*** Opening of Excerpted passage ***

Mexico’s Fintech Law regulates electronic payment fund institutions, crowdfunding operations and virtual assets. It also introduces a regulatory regime for open banking as well as a regulatory sandbox for players to test out innovative products and services.
Brazil: advancing open banking
Brazil, Latam’s largest fintech ecosystem, has been advancing fintech regulations for now eight years, focusing particularly on payments, online lending and crowdfunding.
In 2013, new payments regulation was introduced, paving the way for mobile payments innovation and digital wallets. This was followed in 2017 by crowdfunding rules, and in 2018 by the release of regulation for so-called credit startups as well as establishing a licensing regime for peer-to-peer (P2P) lenders.
Brazil’s central bank approved the Brazilian Open Banking in early 2019 as part of a broader modernization push of the country’s financial sector. Implementation started in February 2021. The third phase, which enables consumers to share data in order to pay bills, access credit and make money transfers, is scheduled to be rolled out on October 29, 2021.
In late-2020, Brazil established guidelines for the operation of its regulatory sandbox, an environment in which entities from the financial or payment industries are licensed to test, for a specified period, an innovative solution.
Chile: new regulation underway
Chile has been making a big push to regulate the fintech sector. In February 2021, the so-called Fintech Law was published by the Financial Market Commission (CMF), setting out a legal framework for companies engaged in crowdfunding, alternative transaction systems, financial instrument intermediation, credit advisory, and custodial services, among others.
The bill also includes guidelines for the creation of an open banking framework. One particularity of the proposal is that, although it establishes certain prerequisites for startups, it also provides the CMF with some flexibility in treating these companies, allowing it, for example, to differentiate these companies based on their transaction volumes.
The proposal was sent to Congress on September 3, 2021. It could take it at least another year to draw up secondary regulation that will effectively lay out the clauses for the sector to follow, global law firm Dentons told Iupana.

*** Close of Excerpted passage ***
*** Opening of Information provided ***

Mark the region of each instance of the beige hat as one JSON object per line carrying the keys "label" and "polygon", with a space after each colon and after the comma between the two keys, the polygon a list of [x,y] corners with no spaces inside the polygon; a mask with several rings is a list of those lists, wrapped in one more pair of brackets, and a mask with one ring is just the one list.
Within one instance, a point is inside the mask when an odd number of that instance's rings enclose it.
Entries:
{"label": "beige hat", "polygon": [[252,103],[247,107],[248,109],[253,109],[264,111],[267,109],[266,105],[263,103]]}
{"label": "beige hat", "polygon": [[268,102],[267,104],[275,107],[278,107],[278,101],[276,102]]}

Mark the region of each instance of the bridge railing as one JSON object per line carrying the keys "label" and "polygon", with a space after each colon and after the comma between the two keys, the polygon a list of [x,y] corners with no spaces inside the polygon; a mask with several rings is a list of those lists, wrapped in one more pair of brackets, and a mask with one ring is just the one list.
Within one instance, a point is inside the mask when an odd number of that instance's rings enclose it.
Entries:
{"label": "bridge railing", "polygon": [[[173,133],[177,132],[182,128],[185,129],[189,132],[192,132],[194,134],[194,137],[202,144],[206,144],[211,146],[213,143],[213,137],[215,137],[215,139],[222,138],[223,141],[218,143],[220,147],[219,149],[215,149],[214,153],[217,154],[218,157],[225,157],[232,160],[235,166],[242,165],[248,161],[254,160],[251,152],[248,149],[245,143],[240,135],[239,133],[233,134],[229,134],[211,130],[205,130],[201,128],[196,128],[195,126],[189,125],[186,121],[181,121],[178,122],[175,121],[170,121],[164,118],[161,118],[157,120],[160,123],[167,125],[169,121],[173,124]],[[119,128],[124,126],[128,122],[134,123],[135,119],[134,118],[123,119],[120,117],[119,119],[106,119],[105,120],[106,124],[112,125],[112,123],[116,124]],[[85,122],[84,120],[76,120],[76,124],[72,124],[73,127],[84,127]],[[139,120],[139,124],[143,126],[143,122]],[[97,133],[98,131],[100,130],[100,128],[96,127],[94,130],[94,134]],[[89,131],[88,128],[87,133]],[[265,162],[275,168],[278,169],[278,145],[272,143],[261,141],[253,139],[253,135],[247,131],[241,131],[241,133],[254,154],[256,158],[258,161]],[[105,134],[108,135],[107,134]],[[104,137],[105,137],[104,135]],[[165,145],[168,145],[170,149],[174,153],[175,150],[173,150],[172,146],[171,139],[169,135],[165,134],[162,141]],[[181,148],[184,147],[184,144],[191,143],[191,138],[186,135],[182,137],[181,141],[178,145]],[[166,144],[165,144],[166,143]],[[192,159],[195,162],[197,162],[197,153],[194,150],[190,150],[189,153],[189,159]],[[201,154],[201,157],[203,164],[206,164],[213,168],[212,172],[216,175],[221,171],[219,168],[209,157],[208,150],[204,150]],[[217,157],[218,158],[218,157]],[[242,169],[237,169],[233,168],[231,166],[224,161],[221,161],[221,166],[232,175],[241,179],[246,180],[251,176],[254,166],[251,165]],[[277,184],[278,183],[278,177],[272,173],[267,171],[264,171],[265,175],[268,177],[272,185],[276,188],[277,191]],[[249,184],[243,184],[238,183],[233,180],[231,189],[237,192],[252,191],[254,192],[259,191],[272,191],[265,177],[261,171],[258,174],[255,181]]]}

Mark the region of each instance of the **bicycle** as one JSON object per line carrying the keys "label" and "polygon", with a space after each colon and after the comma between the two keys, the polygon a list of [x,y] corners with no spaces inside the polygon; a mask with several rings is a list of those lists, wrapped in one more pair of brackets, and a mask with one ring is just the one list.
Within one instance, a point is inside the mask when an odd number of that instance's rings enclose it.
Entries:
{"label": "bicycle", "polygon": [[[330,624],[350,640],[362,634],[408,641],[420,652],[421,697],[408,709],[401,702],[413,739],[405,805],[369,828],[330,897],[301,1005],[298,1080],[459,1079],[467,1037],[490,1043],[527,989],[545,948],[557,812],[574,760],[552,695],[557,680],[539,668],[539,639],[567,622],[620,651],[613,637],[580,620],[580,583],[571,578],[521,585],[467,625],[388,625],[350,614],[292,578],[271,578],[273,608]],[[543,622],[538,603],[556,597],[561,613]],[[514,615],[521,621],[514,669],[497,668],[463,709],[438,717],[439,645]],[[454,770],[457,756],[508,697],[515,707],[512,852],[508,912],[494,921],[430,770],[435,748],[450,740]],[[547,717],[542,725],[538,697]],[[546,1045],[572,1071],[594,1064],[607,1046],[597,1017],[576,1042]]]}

*** Close of Information provided ***

** Task to carry out **
Output the part of the Latin American fintech regulation text starting at "The bill also" and ending at "their transaction volumes.", word for word. These records have nothing to do with the text.

** Solution to this exercise **
The bill also includes guidelines for the creation of an open banking framework. One particularity of the proposal is that, although it establishes certain prerequisites for startups, it also provides the CMF with some flexibility in treating these companies, allowing it, for example, to differentiate these companies based on their transaction volumes.